Task to complete
Change "snowboard pant" to "snow pant" wherever it appears in the records below and leave everything else as it is. Leave the pictures out of your answer.

Named object pointing entries
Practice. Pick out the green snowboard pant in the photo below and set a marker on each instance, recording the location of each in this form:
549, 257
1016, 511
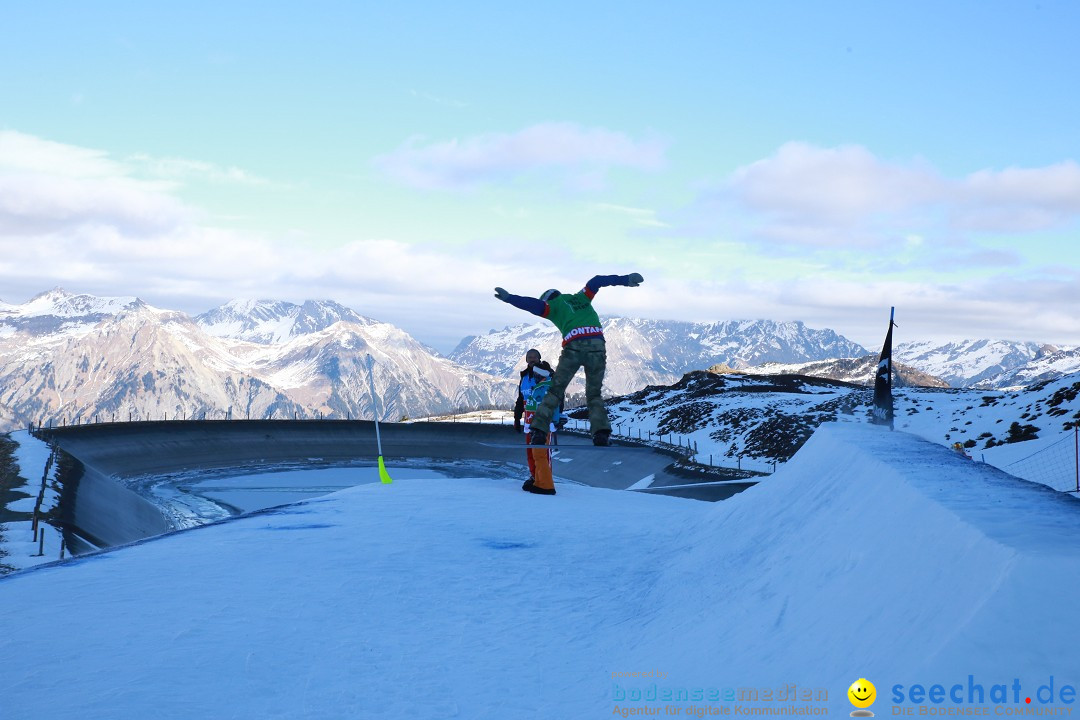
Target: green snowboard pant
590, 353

Solution for this task
Practice. Pick out the green snow pant in the photo below and set a marker on each instance, recording the location of each in this form:
549, 257
1016, 511
Target: green snow pant
590, 353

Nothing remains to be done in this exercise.